── Supplied material

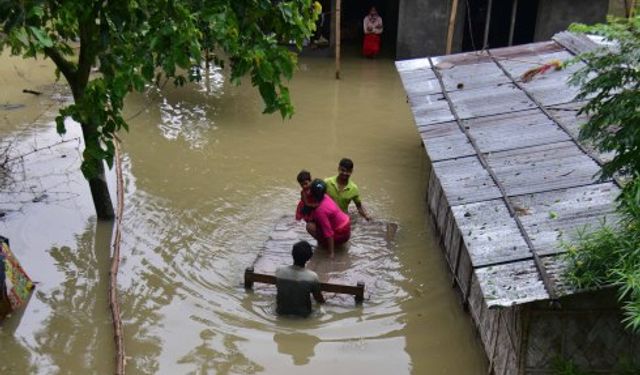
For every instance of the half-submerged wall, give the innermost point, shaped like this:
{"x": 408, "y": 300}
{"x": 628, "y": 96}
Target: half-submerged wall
{"x": 423, "y": 24}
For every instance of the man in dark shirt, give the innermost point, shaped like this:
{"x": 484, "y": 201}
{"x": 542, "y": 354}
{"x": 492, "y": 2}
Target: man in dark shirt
{"x": 295, "y": 284}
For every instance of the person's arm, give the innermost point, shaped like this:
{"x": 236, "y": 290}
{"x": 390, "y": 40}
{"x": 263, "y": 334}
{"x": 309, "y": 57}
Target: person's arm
{"x": 362, "y": 211}
{"x": 317, "y": 294}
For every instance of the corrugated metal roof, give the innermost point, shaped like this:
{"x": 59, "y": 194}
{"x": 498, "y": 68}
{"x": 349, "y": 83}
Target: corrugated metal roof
{"x": 506, "y": 155}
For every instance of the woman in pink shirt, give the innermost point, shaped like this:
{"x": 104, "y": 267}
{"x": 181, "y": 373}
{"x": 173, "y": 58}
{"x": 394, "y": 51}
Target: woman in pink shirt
{"x": 330, "y": 226}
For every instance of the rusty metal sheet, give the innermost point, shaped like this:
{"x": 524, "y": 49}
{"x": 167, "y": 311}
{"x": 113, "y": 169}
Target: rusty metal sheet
{"x": 542, "y": 168}
{"x": 445, "y": 141}
{"x": 511, "y": 284}
{"x": 514, "y": 130}
{"x": 489, "y": 233}
{"x": 567, "y": 116}
{"x": 502, "y": 98}
{"x": 553, "y": 217}
{"x": 525, "y": 50}
{"x": 517, "y": 66}
{"x": 576, "y": 43}
{"x": 430, "y": 109}
{"x": 465, "y": 181}
{"x": 465, "y": 77}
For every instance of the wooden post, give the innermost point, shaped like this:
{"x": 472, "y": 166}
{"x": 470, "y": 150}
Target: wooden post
{"x": 248, "y": 278}
{"x": 359, "y": 297}
{"x": 338, "y": 39}
{"x": 512, "y": 28}
{"x": 452, "y": 24}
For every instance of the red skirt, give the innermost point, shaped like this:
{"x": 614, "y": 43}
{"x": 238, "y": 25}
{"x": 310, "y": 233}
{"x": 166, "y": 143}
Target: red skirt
{"x": 371, "y": 45}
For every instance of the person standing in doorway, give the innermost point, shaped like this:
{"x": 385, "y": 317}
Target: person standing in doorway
{"x": 372, "y": 30}
{"x": 343, "y": 191}
{"x": 295, "y": 284}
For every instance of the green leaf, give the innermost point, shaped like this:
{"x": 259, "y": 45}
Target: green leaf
{"x": 41, "y": 36}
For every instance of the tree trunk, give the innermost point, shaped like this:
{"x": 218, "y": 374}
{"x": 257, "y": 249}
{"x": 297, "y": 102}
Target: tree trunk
{"x": 100, "y": 194}
{"x": 98, "y": 180}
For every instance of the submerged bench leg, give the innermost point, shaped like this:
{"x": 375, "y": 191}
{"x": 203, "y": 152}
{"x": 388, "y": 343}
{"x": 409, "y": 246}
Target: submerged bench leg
{"x": 248, "y": 278}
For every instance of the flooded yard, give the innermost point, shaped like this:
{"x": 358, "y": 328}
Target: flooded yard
{"x": 206, "y": 178}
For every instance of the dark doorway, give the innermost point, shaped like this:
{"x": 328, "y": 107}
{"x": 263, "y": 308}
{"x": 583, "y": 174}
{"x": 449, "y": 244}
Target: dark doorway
{"x": 501, "y": 22}
{"x": 352, "y": 15}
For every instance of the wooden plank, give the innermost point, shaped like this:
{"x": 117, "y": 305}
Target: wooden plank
{"x": 576, "y": 43}
{"x": 517, "y": 66}
{"x": 543, "y": 168}
{"x": 465, "y": 181}
{"x": 465, "y": 58}
{"x": 511, "y": 284}
{"x": 445, "y": 141}
{"x": 489, "y": 233}
{"x": 514, "y": 130}
{"x": 484, "y": 102}
{"x": 467, "y": 77}
{"x": 552, "y": 217}
{"x": 567, "y": 116}
{"x": 250, "y": 277}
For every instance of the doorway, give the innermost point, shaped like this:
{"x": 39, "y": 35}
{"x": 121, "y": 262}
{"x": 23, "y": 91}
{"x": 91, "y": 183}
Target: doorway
{"x": 510, "y": 22}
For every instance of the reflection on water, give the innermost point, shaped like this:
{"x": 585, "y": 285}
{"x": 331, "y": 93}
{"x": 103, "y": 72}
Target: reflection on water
{"x": 299, "y": 346}
{"x": 206, "y": 177}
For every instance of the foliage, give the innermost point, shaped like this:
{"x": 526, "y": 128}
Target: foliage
{"x": 611, "y": 256}
{"x": 137, "y": 42}
{"x": 610, "y": 81}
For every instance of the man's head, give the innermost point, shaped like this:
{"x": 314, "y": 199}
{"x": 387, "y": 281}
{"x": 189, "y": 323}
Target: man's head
{"x": 345, "y": 168}
{"x": 304, "y": 179}
{"x": 301, "y": 253}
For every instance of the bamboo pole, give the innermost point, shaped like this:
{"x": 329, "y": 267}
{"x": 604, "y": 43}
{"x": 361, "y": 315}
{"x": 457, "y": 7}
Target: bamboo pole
{"x": 452, "y": 23}
{"x": 338, "y": 39}
{"x": 512, "y": 27}
{"x": 487, "y": 26}
{"x": 118, "y": 332}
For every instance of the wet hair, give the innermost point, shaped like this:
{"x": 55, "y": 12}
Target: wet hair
{"x": 303, "y": 176}
{"x": 346, "y": 163}
{"x": 301, "y": 253}
{"x": 318, "y": 188}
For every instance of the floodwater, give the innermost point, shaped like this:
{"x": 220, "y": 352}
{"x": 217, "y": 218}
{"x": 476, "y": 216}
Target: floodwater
{"x": 206, "y": 177}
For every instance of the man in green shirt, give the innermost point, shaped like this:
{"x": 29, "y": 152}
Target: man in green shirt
{"x": 343, "y": 191}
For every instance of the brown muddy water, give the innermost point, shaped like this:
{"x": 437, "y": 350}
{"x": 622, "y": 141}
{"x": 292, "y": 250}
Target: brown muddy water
{"x": 207, "y": 175}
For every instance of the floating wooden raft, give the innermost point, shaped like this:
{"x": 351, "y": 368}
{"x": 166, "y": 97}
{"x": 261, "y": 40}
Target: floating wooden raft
{"x": 346, "y": 274}
{"x": 15, "y": 284}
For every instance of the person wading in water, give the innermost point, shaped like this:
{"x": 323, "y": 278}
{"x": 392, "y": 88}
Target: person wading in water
{"x": 342, "y": 190}
{"x": 295, "y": 284}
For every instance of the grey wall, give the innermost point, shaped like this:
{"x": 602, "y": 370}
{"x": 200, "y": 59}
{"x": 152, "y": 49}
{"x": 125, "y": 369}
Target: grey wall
{"x": 556, "y": 15}
{"x": 422, "y": 28}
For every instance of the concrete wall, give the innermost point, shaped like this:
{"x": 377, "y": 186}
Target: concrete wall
{"x": 422, "y": 28}
{"x": 556, "y": 15}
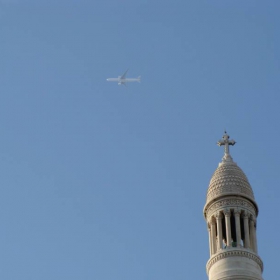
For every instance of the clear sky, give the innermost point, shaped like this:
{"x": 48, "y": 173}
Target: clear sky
{"x": 107, "y": 182}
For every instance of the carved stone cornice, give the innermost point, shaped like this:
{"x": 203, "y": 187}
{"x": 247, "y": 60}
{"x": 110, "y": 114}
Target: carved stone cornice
{"x": 233, "y": 253}
{"x": 231, "y": 202}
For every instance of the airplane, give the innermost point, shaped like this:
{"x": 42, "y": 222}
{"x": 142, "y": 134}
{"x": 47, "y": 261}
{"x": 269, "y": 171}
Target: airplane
{"x": 122, "y": 80}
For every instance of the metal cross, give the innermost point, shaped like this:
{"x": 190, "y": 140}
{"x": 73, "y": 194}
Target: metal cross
{"x": 226, "y": 142}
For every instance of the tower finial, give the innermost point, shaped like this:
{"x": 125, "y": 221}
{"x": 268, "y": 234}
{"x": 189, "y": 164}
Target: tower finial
{"x": 226, "y": 142}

────

▸ Work item
Would you please repeat exactly the lines above, starting at the line with "Target: red skirt" and stopping at the line with "For every instance of the tree", both included?

▸ Exercise response
Target: red skirt
{"x": 371, "y": 45}
For every instance of the person standing in doorway, give the innermost point, shaped like this:
{"x": 385, "y": 317}
Target: person standing in doorway
{"x": 372, "y": 30}
{"x": 343, "y": 191}
{"x": 295, "y": 284}
For every instance of the green leaf, give the innermost point, shaped like this:
{"x": 259, "y": 45}
Target: green leaf
{"x": 41, "y": 36}
For every instance of the tree trunk, give the innermost point, shaped like this:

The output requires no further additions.